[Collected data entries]
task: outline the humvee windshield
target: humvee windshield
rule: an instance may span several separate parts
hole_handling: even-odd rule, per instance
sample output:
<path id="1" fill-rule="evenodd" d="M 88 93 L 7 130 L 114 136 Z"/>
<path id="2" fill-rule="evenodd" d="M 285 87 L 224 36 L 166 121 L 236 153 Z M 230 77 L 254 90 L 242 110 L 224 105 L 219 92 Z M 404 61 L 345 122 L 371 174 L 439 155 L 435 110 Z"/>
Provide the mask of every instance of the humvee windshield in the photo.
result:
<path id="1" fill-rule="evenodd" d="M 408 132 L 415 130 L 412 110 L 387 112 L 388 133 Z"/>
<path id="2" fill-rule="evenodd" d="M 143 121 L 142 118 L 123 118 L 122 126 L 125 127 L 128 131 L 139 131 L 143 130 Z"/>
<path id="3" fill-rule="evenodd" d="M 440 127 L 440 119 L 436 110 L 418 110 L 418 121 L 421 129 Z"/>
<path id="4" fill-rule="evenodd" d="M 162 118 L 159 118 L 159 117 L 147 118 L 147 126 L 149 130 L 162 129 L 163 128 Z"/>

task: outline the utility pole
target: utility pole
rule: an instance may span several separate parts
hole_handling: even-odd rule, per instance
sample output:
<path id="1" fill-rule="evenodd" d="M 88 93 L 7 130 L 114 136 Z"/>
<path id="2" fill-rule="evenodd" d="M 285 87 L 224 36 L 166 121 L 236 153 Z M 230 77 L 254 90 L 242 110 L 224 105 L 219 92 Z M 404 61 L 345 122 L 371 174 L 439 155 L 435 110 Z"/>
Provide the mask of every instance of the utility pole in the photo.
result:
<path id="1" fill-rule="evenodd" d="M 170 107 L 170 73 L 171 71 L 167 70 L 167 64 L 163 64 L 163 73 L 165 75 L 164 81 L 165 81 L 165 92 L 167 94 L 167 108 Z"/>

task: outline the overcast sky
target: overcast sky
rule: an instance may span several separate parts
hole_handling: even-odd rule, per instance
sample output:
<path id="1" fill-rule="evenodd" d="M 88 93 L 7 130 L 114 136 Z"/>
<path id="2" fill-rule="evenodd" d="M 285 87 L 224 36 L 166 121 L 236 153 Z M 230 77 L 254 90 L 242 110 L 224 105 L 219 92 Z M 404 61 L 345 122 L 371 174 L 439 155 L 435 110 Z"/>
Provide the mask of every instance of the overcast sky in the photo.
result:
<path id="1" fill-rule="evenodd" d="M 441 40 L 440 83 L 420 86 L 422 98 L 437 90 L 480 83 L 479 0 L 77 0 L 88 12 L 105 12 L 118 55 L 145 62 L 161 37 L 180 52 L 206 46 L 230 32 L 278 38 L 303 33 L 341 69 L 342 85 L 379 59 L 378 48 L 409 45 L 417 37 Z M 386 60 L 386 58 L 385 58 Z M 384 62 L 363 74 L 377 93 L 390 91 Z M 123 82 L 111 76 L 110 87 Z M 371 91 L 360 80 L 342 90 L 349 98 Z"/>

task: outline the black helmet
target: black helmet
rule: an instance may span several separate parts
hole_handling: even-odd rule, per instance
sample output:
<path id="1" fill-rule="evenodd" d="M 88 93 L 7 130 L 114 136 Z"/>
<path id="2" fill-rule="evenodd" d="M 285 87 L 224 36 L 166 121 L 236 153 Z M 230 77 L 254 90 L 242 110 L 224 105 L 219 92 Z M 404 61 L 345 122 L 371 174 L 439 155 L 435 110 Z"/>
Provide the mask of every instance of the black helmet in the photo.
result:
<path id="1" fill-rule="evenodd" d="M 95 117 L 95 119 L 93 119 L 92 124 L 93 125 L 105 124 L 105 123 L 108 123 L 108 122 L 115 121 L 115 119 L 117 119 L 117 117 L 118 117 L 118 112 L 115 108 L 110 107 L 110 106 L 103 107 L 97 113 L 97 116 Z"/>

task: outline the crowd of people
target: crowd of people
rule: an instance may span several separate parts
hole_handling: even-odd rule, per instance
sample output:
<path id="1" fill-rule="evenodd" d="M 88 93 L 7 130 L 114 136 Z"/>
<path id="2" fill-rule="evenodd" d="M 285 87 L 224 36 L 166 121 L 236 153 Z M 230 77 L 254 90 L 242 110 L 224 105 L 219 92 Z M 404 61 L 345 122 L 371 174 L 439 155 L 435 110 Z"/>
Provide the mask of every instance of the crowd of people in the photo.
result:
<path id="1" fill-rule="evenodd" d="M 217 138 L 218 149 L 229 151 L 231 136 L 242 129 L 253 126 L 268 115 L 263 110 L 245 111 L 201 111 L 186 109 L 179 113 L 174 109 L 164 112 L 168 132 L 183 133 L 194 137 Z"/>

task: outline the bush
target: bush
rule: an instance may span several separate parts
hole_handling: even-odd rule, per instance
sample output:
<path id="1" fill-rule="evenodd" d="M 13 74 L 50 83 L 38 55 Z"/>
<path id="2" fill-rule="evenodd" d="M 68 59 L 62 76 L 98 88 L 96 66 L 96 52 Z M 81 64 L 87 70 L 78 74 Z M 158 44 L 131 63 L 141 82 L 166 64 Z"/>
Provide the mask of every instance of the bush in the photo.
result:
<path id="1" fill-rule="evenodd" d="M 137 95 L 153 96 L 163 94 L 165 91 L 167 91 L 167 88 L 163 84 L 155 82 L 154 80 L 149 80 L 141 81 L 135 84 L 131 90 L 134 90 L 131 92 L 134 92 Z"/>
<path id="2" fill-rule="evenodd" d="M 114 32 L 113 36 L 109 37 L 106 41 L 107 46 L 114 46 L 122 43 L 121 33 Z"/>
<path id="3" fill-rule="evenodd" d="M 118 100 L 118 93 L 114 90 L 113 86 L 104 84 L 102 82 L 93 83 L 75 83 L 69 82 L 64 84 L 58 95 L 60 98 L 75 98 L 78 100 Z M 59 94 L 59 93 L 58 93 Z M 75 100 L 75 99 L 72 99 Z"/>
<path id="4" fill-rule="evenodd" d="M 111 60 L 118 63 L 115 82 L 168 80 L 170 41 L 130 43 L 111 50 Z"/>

> [Task brief]
The answer should contain only the lines from the first line of the entries through the line holding "Provide the mask of every instance of the humvee", each exactly as written.

> [Solution]
task: outline the humvee windshield
target: humvee windshield
rule: an instance may span several separate parts
hole_handling: even-odd rule, per instance
sample output:
<path id="1" fill-rule="evenodd" d="M 88 93 L 7 130 L 114 136 Z"/>
<path id="2" fill-rule="evenodd" d="M 285 87 L 224 36 L 166 121 L 236 153 Z M 230 77 L 254 90 L 242 110 L 224 105 L 219 92 Z M 404 61 L 345 122 L 371 174 L 439 155 L 435 110 Z"/>
Provide the mask of every instance of the humvee windshield in the photo.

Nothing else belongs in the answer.